§ TASK REQUIREMENTS: Below are some records; return all of them exactly as they are.

##### THE DATA

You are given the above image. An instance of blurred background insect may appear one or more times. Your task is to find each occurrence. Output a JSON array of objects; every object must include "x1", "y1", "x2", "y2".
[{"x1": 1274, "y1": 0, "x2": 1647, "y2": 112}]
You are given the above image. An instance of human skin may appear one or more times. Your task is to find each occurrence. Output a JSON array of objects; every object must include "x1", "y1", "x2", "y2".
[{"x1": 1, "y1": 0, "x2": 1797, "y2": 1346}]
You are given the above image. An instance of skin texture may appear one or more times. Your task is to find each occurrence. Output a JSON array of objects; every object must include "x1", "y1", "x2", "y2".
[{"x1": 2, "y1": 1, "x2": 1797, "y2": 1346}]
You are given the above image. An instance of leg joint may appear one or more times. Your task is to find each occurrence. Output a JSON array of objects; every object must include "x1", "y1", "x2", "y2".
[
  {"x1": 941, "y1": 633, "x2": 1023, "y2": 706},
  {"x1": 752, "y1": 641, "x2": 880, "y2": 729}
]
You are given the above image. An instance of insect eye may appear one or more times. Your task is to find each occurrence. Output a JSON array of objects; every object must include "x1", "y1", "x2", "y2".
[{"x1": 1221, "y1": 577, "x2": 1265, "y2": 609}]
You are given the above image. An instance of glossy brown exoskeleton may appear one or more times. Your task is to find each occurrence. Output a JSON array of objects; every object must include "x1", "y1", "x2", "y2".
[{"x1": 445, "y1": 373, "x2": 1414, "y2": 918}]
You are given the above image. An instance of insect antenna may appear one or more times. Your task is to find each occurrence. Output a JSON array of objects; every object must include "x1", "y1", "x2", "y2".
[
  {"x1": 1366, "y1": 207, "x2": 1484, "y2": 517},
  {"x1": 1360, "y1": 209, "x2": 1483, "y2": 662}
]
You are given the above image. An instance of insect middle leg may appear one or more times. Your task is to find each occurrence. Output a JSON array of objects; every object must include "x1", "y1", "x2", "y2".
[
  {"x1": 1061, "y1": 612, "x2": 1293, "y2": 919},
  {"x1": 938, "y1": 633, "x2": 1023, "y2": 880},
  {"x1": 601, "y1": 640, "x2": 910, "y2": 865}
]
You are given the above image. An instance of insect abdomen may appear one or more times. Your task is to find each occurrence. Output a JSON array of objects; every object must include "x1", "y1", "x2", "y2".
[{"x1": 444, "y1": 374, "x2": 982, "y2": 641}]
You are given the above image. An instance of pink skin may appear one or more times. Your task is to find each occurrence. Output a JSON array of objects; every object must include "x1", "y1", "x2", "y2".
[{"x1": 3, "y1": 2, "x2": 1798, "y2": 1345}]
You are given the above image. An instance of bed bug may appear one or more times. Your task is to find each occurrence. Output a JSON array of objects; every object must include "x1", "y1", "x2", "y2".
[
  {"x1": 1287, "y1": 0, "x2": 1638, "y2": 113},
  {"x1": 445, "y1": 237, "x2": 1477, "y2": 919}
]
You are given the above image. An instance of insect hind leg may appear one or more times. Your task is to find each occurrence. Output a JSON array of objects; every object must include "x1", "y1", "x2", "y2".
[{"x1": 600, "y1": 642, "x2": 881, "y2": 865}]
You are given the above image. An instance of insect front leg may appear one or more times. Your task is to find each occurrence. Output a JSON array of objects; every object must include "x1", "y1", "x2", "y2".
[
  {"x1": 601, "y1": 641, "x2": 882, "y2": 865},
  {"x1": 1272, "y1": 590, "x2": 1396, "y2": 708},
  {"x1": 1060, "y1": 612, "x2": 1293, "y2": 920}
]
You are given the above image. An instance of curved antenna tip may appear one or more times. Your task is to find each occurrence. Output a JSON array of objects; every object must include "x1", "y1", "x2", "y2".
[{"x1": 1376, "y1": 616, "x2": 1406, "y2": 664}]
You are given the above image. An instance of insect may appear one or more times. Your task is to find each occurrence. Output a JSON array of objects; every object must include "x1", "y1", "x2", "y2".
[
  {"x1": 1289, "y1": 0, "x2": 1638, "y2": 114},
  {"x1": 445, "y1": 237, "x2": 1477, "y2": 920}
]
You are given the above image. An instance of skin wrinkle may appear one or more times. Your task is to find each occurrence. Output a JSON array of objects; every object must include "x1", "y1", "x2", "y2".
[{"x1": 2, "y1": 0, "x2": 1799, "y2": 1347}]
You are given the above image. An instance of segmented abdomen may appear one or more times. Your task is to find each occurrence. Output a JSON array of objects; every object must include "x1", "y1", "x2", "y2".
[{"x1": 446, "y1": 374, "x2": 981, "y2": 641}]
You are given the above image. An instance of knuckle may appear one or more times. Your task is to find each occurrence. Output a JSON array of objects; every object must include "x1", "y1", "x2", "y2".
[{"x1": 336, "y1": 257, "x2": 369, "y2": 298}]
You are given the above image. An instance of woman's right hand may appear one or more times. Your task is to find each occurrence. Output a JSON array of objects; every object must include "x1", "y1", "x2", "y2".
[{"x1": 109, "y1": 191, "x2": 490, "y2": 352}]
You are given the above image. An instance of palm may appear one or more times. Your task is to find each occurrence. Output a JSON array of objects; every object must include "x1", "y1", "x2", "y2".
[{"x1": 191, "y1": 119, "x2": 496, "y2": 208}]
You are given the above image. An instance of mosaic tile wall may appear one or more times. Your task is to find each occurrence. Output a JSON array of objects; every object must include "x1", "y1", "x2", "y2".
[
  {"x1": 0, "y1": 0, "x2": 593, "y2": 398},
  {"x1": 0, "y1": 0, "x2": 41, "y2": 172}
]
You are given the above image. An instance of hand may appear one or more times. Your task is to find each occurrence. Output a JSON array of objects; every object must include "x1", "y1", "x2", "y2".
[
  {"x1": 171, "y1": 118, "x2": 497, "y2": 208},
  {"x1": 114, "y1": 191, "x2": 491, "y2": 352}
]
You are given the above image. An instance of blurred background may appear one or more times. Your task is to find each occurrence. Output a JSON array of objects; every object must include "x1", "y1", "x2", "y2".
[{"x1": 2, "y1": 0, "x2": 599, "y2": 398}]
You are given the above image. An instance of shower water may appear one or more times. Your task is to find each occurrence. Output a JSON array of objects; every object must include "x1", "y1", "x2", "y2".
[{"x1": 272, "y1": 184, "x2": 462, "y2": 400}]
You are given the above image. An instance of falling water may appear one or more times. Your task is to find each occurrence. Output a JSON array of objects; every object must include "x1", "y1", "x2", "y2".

##########

§ WRITTEN SOLUTION:
You are given the above image. An instance of blurred background insect may appear one or more times. Your task is to find each occurrence. Output a JSON array of objects; every object must include "x1", "y1", "x2", "y2".
[{"x1": 1274, "y1": 0, "x2": 1647, "y2": 112}]
You are given the above image. An instance of human skin may appear one or more times. Your task is to find each occurrence. Output a JSON array of objects; every object must include "x1", "y1", "x2", "y2".
[{"x1": 1, "y1": 0, "x2": 1797, "y2": 1346}]
You are given the above image. An instance of skin texture may appear one or more times. Your task is to find each occurrence. Output a JSON array of objects; every object must include "x1", "y1", "x2", "y2".
[{"x1": 2, "y1": 1, "x2": 1797, "y2": 1346}]
You are given the above image. An instance of leg joint may appear one or more times. Your task is to find each occurrence. Output a JSON array of objects; every object must include "x1", "y1", "x2", "y2".
[
  {"x1": 941, "y1": 633, "x2": 1023, "y2": 706},
  {"x1": 752, "y1": 641, "x2": 880, "y2": 729}
]
You are given the above image. An instance of insect eye may appear one or more times. Your task is to find each occurrence. Output a JSON array of objects; every object must include "x1", "y1", "x2", "y2".
[{"x1": 1221, "y1": 577, "x2": 1265, "y2": 609}]
You are given the above image. An instance of glossy brown exoskeleton may appear one or more times. Your task is to find each occurrence. Output a JSON array of objects; every object must include "x1", "y1", "x2", "y2".
[{"x1": 445, "y1": 373, "x2": 1414, "y2": 918}]
You are given the above image. An instance of insect antenna may appear one or more times. Your task is to find each occurrence. Output a JSON array of objects; every object must include "x1", "y1", "x2", "y2".
[
  {"x1": 1366, "y1": 207, "x2": 1484, "y2": 517},
  {"x1": 1360, "y1": 209, "x2": 1483, "y2": 662}
]
You are given the above image. An instance of insect middle leg may appear one or more times. Your task is to find each occurrence. Output a JSON array of objects; every object must include "x1", "y1", "x2", "y2".
[
  {"x1": 1061, "y1": 612, "x2": 1293, "y2": 919},
  {"x1": 938, "y1": 633, "x2": 1023, "y2": 880},
  {"x1": 601, "y1": 640, "x2": 910, "y2": 865}
]
You are given the above image. An instance of insect abdomen may appear one or more times. Your task is to find each occurrence. Output a JSON array of objects; every object must include "x1", "y1", "x2", "y2".
[{"x1": 444, "y1": 374, "x2": 982, "y2": 641}]
You are given the above image. An instance of pink skin may appear one or more times. Your task is to find each occurrence. Output a JSON array of objects; every object must include "x1", "y1", "x2", "y2".
[{"x1": 3, "y1": 2, "x2": 1798, "y2": 1345}]
You are given the above image. An instance of bed bug may appear one or more times. Your task is to find each occurrence. Output a JSON array of objects; every object must include "x1", "y1", "x2", "y2".
[
  {"x1": 1287, "y1": 0, "x2": 1638, "y2": 113},
  {"x1": 445, "y1": 237, "x2": 1477, "y2": 919}
]
You are given the above image. An instance of insect hind leg may appear one or more times. Your task is to find each occurrence. Output a JSON array of objects; every object must include "x1", "y1", "x2", "y2".
[{"x1": 600, "y1": 642, "x2": 881, "y2": 865}]
You are given the above image. An instance of insect front leg may appear one or more times. Your task is to find each occurrence. Output a JSON array of objects; every object must include "x1", "y1", "x2", "y2".
[
  {"x1": 601, "y1": 641, "x2": 882, "y2": 865},
  {"x1": 1272, "y1": 590, "x2": 1396, "y2": 708},
  {"x1": 1060, "y1": 612, "x2": 1293, "y2": 920}
]
You are given the above image. An instance of curved antenna tip may appear one or more times. Your task is to find each occurrence. Output a JSON array of objects; every object must include "x1", "y1", "x2", "y2".
[{"x1": 1376, "y1": 616, "x2": 1406, "y2": 664}]
You are given the above image. An instance of insect may appear one or more times. Your task is to find each occurrence. Output a JSON array of objects; every object must include "x1", "y1", "x2", "y2".
[
  {"x1": 1289, "y1": 0, "x2": 1638, "y2": 114},
  {"x1": 445, "y1": 237, "x2": 1477, "y2": 920}
]
You are given the above image. An instance of skin wrinkle may appear one or more times. Your task is to find each occurrence. Output a JSON array of objects; every object must include "x1", "y1", "x2", "y2".
[{"x1": 2, "y1": 0, "x2": 1799, "y2": 1347}]
You are given the above image. An instance of segmented abdomen may appear one or more times. Your task is to find each occurrence. Output a JSON array of objects; every object must include "x1", "y1", "x2", "y2".
[{"x1": 446, "y1": 374, "x2": 981, "y2": 641}]
You are given the above image. An instance of knuckle may appear one or more times. Your task is to find each occurrence. Output a JSON array of objects; every object must include "x1", "y1", "x2", "y2".
[{"x1": 336, "y1": 257, "x2": 369, "y2": 298}]
You are given the above image. An instance of woman's right hand may appear one or more times. Your task is to find each occurrence. Output a JSON array of objects; every object must include "x1", "y1", "x2", "y2".
[{"x1": 109, "y1": 191, "x2": 490, "y2": 352}]
You are given the above image. An instance of palm may appear one or more times. Your task is to find each occurrence. Output a JSON array of objects; every object must include "x1", "y1", "x2", "y2".
[{"x1": 191, "y1": 119, "x2": 496, "y2": 208}]
You are given the above image. An instance of mosaic tile wall may appear one or more times. Your task is to find each occurrence. Output a JSON array of objects; every object must include "x1", "y1", "x2", "y2".
[
  {"x1": 0, "y1": 0, "x2": 593, "y2": 398},
  {"x1": 0, "y1": 0, "x2": 41, "y2": 172}
]
You are given the above image. An instance of hand may appear one or more times. Your task is to find each occurrence. Output a JSON array of objects; every object must include "x1", "y1", "x2", "y2".
[
  {"x1": 171, "y1": 118, "x2": 497, "y2": 208},
  {"x1": 114, "y1": 191, "x2": 491, "y2": 352}
]
You are given the above image. An instance of blurred background may appear one or more times. Your task is to find each occurrence. Output a JSON array of objects; every object must include "x1", "y1", "x2", "y2".
[{"x1": 2, "y1": 0, "x2": 599, "y2": 398}]
You are given the above image. An instance of shower water may appear one or more times. Your task is to find each occurrence. Output a JSON array of objects; every object must include "x1", "y1", "x2", "y2".
[{"x1": 272, "y1": 184, "x2": 462, "y2": 400}]
You are given the above image. An instance of falling water may appear one or more times. Your task is to find each occurrence. Output a JSON array of objects; every object must include "x1", "y1", "x2", "y2".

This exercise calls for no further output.